§ **练习任务**:
请在下面的条目中找出所有含有字符串“tree”的行，并将这些行原样抄录出来。

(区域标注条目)
•••

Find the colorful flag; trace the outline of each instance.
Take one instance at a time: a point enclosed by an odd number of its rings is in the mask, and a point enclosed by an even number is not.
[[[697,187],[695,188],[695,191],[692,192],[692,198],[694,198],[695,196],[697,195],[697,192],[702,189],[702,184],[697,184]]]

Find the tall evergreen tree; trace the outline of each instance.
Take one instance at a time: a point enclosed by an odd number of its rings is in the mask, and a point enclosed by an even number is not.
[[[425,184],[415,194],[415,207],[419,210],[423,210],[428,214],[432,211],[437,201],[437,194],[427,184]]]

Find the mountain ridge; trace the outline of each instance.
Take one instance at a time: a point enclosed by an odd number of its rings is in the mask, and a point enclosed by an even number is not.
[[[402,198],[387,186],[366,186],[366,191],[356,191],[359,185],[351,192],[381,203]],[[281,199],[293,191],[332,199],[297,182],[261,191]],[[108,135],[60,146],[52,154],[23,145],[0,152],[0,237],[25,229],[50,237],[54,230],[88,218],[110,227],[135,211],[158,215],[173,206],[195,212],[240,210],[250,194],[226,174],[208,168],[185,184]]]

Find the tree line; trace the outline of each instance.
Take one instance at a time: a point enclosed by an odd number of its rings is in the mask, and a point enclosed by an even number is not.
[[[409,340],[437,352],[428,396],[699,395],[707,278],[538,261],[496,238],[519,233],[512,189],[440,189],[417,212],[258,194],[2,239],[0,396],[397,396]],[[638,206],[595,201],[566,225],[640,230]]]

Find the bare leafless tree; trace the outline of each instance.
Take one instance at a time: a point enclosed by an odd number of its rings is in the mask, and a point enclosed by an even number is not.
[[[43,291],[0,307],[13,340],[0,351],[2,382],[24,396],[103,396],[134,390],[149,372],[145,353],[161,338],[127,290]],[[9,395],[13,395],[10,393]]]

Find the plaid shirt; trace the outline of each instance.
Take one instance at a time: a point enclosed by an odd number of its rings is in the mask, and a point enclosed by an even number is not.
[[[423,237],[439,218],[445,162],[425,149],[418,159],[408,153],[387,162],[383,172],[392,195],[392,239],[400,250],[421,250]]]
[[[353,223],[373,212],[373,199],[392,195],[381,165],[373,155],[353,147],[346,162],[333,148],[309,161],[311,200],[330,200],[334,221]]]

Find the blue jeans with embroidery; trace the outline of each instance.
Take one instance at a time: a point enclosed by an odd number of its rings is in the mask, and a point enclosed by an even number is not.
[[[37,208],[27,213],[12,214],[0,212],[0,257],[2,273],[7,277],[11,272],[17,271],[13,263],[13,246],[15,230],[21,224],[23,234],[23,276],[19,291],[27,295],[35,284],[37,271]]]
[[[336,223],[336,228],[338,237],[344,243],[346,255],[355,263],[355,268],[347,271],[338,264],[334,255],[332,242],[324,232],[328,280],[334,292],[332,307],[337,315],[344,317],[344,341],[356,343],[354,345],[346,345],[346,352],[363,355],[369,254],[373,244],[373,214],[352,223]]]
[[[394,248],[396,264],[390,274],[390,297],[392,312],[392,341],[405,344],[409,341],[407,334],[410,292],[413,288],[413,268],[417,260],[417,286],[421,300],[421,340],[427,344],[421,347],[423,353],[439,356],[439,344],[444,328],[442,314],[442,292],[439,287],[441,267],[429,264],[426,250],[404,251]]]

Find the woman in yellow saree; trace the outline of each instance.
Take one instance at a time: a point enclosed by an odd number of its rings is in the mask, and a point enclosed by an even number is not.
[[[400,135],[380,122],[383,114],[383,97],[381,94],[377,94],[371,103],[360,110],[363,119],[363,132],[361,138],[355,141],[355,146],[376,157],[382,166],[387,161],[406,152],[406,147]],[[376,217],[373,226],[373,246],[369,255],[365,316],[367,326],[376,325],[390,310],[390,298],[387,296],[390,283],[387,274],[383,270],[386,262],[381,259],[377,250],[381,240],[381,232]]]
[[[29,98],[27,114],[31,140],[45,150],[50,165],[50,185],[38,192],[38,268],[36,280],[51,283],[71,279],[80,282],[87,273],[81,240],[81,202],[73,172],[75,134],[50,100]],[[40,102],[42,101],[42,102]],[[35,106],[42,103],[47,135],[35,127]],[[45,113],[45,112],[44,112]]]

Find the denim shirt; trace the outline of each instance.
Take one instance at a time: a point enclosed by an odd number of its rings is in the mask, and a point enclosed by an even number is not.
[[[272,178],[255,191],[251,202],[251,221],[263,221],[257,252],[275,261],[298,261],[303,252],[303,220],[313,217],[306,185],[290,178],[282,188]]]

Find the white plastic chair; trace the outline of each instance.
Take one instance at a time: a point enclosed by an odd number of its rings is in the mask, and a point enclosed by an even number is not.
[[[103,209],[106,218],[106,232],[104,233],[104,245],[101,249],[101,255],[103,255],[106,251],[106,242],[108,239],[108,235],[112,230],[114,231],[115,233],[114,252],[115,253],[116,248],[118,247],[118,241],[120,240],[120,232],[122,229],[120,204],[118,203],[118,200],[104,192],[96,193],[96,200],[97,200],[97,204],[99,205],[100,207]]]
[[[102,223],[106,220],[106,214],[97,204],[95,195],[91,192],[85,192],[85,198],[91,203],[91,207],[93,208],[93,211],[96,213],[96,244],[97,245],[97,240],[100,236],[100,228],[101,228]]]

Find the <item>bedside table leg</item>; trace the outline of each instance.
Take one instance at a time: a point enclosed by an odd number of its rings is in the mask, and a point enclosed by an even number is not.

•••

§ **任务结果**:
Find the tall evergreen tree; trace the outline of each instance.
Find the tree line; trace the outline of each instance.
Find the bare leafless tree; trace the outline of each instance.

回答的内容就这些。